- [TASK BRIEF] Only the lines from the one containing "Identify one point on each instance of the truck door" through the last line below should be written out, exactly and with both ends kept.

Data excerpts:
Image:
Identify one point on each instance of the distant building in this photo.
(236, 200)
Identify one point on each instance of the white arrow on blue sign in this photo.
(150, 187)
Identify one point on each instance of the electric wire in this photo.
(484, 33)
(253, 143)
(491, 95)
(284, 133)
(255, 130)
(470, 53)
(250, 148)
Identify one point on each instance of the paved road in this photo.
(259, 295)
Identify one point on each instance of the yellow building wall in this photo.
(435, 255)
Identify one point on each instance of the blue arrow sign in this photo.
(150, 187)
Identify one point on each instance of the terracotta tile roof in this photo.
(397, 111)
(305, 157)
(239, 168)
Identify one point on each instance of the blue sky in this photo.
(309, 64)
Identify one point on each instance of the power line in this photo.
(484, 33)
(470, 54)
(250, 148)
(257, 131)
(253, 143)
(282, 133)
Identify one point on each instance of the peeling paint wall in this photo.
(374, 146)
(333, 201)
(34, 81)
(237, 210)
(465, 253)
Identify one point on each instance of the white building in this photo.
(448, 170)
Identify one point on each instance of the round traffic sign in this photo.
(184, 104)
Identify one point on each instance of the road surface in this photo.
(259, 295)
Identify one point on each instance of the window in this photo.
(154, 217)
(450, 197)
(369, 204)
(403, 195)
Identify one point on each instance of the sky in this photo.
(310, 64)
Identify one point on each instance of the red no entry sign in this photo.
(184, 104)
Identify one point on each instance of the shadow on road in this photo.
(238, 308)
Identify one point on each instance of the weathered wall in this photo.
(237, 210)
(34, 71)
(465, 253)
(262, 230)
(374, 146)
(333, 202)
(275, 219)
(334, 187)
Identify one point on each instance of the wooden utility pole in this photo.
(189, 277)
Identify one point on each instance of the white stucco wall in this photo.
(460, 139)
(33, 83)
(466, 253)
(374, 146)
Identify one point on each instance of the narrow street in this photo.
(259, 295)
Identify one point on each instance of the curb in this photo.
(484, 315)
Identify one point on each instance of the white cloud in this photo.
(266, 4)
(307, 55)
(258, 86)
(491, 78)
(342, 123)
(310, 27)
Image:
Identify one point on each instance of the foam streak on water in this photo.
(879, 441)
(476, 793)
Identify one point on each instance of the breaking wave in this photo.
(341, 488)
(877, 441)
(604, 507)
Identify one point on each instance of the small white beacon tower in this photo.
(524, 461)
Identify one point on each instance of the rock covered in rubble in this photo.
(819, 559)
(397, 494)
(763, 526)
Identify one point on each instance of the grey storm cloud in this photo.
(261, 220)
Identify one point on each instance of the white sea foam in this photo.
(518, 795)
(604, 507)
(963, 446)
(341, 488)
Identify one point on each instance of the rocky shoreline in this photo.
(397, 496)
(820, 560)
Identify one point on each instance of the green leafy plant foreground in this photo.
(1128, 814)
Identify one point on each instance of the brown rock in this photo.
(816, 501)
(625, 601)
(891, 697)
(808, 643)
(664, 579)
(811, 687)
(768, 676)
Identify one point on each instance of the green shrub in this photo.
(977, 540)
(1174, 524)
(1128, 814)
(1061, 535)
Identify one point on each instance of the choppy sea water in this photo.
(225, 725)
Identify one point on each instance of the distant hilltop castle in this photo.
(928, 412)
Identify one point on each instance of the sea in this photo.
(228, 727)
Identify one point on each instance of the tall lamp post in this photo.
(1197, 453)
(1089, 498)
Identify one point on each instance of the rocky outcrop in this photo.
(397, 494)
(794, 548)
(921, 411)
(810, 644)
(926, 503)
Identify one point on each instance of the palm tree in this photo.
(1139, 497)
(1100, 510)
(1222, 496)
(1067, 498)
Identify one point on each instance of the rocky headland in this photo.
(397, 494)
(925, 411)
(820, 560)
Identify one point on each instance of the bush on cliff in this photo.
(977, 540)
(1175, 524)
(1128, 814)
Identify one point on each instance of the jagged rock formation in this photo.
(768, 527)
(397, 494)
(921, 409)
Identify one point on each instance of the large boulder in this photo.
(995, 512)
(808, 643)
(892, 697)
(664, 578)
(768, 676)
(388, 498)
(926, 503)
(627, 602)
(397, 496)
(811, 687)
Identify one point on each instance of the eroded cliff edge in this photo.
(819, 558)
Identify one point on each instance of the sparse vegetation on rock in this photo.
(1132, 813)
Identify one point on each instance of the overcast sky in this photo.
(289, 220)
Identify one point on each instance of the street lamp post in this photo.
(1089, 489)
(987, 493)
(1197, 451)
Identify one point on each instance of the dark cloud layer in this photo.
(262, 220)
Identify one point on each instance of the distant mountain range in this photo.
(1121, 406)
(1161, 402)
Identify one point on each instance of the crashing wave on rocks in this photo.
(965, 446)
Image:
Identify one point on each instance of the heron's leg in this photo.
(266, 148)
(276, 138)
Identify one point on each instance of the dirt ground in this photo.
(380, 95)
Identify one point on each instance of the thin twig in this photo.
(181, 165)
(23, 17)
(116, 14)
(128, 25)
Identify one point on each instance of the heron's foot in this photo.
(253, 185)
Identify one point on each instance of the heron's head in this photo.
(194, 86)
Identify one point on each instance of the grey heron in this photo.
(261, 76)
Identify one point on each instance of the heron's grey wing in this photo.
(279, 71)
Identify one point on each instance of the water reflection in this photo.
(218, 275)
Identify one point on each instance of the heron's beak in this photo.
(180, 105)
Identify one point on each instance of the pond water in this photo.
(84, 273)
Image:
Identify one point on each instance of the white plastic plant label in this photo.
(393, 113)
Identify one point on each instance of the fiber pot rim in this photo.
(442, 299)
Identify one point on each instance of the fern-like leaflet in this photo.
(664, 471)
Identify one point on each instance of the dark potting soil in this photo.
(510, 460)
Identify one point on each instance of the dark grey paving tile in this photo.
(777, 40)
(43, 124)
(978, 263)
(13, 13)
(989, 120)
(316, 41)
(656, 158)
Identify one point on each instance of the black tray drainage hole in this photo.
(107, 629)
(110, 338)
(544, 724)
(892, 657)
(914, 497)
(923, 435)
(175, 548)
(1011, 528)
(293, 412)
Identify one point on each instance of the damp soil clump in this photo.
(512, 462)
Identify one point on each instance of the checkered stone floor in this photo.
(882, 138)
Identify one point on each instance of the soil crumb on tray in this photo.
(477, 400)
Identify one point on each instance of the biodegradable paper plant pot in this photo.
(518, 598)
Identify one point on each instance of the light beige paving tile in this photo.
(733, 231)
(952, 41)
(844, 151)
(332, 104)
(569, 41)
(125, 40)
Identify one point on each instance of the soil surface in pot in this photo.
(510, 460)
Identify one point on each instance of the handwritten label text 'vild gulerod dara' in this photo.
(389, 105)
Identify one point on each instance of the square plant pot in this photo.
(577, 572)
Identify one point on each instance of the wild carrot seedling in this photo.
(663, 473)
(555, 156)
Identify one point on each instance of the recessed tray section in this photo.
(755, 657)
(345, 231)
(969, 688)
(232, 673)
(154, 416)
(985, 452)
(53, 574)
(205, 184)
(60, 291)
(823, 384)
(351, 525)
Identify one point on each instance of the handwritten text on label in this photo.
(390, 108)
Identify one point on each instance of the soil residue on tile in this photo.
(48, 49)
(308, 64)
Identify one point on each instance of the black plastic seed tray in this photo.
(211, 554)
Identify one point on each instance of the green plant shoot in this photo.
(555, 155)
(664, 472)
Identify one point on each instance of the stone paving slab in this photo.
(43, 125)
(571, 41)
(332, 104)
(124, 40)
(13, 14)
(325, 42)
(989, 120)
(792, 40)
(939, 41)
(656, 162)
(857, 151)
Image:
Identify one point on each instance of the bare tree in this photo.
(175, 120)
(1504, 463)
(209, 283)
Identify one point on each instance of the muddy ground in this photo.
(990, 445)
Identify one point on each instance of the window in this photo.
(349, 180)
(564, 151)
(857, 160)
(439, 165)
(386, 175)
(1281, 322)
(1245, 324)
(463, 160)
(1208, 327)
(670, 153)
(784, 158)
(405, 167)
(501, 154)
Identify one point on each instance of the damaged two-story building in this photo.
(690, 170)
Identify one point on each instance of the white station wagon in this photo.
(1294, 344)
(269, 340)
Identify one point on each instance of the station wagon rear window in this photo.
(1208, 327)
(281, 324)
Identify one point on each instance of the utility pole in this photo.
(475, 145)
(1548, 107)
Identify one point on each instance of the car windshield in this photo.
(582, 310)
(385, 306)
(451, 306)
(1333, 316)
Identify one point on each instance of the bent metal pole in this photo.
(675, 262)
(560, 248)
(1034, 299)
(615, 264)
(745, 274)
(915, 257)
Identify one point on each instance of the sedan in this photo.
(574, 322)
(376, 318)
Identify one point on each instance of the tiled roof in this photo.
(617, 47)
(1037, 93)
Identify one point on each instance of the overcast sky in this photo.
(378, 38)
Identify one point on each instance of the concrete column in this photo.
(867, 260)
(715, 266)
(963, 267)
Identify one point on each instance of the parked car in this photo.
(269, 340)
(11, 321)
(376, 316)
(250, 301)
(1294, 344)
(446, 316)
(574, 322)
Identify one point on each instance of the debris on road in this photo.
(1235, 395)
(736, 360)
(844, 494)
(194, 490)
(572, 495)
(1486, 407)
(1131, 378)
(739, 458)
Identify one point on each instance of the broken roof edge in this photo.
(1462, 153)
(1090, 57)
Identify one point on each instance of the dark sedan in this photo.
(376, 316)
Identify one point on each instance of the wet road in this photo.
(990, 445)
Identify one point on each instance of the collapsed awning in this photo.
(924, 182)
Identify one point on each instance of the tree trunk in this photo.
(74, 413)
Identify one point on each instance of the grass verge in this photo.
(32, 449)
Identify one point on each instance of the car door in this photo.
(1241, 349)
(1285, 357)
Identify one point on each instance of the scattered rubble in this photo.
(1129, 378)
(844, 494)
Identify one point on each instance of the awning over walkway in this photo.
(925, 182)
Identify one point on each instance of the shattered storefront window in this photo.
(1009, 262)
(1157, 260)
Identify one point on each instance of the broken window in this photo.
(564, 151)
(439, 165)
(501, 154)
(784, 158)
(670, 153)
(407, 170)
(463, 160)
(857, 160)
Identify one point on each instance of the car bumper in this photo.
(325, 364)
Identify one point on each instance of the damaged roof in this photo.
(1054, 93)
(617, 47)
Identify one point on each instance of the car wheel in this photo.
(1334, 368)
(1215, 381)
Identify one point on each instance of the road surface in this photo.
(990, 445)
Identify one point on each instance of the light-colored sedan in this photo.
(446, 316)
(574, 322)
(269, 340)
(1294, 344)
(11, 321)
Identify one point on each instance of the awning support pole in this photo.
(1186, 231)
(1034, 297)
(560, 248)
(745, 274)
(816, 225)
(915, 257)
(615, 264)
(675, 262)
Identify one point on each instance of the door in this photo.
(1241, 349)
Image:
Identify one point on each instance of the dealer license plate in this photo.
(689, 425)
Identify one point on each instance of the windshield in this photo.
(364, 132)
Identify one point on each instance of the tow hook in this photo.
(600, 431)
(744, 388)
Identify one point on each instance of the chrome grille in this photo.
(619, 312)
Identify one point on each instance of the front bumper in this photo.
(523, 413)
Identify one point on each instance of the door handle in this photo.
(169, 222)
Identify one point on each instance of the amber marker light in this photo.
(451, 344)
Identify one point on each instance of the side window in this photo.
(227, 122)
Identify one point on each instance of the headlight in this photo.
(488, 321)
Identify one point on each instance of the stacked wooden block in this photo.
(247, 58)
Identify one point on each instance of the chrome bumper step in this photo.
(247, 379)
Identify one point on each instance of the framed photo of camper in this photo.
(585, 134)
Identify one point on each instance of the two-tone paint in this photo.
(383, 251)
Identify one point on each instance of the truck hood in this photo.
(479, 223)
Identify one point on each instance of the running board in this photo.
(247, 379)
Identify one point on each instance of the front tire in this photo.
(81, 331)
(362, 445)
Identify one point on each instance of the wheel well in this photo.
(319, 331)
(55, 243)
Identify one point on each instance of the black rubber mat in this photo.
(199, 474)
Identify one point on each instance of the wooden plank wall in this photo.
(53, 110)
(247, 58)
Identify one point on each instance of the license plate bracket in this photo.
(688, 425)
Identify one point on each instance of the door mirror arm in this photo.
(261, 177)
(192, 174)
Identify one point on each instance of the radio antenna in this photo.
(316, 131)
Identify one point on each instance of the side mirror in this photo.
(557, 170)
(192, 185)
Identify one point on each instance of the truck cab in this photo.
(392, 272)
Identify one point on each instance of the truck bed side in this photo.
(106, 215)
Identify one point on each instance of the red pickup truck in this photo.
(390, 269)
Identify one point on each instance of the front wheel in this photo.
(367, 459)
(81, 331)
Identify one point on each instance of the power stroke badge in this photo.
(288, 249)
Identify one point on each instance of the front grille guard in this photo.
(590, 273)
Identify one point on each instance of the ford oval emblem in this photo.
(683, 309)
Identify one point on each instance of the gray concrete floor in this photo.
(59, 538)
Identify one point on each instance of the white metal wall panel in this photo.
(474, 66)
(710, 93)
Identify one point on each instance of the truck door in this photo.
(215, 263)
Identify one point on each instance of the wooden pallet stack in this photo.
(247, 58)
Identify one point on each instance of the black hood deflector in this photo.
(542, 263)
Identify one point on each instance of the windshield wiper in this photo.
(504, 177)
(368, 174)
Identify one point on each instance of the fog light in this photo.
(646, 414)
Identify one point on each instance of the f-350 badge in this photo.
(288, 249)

- [PROBLEM SOLUTION]
Identify one point on each instance of the truck door in this photo.
(215, 263)
Identify one point on each instance of the wooden pallet stack in this photo.
(247, 58)
Identify one point on each instance of the black hood deflector in this photo.
(542, 263)
Identify one point on each instance of the windshield wiper in this photo.
(504, 177)
(368, 174)
Identify one point on each instance of the fog light in this photo.
(646, 414)
Identify one point on each instance of the f-350 badge in this photo.
(288, 249)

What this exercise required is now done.